--- CONSIGNE 1 ---
Dressez la liste de tous les pays nommés dans l'extrait sur le documentaire 2016 : l'Amérique d'Obama.

--- EXTRAIT RETENU ---
Bien calée dans mon siège, je lorgne avec envie l'énorme cornet de pop-corn de ma voisine. J'ai fini par craquer : lundi 3 septembre à 19h30, au guichet du cinéma AMC niché dans un énorme centre commercial d'Atlanta, j'ai pris mon billet pour 2016 : l'Amérique d'Obama.
La faute à ce juge républicain venu de Virginie qui, à la fin de notre conversation, m'a innocemment glissé : "Est-ce que vous avez vu 2016? Non? Vous devriez, c'est vraiment très intéressant..." C'était la troisième fois en deux jours qu'un échange se terminait ainsi, je me suis dit : ma conscience professionnelle n'en souffrira pas de quatrième. Sans compter qu'avec déjà plus de 20 millions de dollars engrangés (15 millions d'euros) selon le site Box Office Mojo, il devient difficile d'ignorer le phénomène.
Je tombe bien : à Atlanta, le documentaire de Gerald R. Molen et Dinesh D'Souza est sorti le 31 août, jour de mon arrivée. En ce soir de Labor Day (le premier lundi de septembre, férié aux Etats-Unis), la salle est bien remplie. Pas mal de personnes âgées, mais des jeunes aussi et même, pour certains, à l'allure cool.
Pèlerinage sur les traces de Barack Obama, ce Kényan qui s'ignore
Sur fond de musique indienne, les premières images semblent tout droit sorties de Slumdog Millionaire. Dinesh D'Souza, penseur conservateur originaire de Bombay, est, avec Barack Obama, le second héros du film.
Le point de départ de sa narration est le parallèle qu'il fait entre lui et le président : tous deux sont nés la même année, de père non-américain (indien pour D'Souza, kényan pour Obama), ont fait leurs études dans une université prestigieuse, se sont mariés la même année.
Dinesh D'Souza a voulu comprendre ce prestigieux alter ego. Voilà donc le réalisateur parti sur les traces de Barack Obama, en Indonésie d'abord, où le futur président a passé une partie de son enfance. Dinesh D'Souza marche beaucoup dans les rues, et nous explique que l'Indonésie et l'Inde, c'est presque pareil, il y a beaucoup de pauvres, c'est pour ça qu'il arrive bien à s'identifier au président.
Le père, ce héros
De toute façon, le pays qui compte vraiment, c'est le Kenya. C'est là, pense D'Souza, que le futur président a pleinement embrassé son véritable héritage.
En filmant obstinément la tombe de Barack Obama senior, mort en 1982, Dinesh D'Souza nous explique que Barack Obama est devenu ce qu'il est grâce à son père, ou plutôt à "l'absence du père" (ses parents se sont séparés lorsqu'il avait un an).
Je commence à remuer sur mon siège, parce que les analyses psychologiques à deux sous, ça m'a toujours énervée, mais ça doit être un biais personnel : autour de moi, personne ne bronche.

--- DONNÉES FOURNIES ---
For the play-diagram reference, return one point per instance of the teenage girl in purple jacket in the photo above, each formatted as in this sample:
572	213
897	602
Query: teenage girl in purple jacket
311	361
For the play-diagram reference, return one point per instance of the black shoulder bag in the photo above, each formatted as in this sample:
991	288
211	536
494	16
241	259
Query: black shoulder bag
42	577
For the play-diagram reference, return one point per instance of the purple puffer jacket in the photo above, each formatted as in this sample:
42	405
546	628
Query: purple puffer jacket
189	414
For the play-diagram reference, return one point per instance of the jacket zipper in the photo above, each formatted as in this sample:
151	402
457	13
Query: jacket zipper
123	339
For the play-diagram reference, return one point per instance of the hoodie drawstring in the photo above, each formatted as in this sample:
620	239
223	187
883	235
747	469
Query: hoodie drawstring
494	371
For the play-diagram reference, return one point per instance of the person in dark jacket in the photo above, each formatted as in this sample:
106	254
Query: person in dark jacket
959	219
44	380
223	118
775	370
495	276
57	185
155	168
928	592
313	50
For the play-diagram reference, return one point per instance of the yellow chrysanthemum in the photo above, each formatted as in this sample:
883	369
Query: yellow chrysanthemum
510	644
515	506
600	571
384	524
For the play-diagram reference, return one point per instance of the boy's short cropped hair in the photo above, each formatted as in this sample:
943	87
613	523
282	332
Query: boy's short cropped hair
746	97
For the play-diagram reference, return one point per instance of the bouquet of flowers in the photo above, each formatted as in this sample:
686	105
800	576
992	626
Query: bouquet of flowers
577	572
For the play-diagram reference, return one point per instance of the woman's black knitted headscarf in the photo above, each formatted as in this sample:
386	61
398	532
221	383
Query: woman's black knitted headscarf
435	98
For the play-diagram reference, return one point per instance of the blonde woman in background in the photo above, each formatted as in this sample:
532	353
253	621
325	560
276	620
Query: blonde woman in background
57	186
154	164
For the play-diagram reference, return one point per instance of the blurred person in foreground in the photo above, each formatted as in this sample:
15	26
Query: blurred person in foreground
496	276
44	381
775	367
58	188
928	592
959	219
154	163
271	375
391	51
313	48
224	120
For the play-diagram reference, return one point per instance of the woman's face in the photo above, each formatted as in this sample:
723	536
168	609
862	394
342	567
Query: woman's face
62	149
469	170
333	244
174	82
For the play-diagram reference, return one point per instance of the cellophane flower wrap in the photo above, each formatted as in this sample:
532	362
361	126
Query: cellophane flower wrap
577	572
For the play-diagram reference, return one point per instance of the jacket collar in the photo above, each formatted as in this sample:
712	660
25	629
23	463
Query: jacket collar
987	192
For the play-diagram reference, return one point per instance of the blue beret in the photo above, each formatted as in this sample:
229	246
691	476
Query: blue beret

--- CONSIGNE 2 ---
Extrayez des entrées chaque ligne contenant la chaîne "blurred".

--- RÉPONSE ATTENDUE 1 ---
Etats-Unis, Indonésie, Inde, Kenya

--- RÉPONSE ATTENDUE 2 ---
For the play-diagram reference, return one point per instance of the blurred person in foreground in the photo above, each formatted as in this sample:
Query: blurred person in foreground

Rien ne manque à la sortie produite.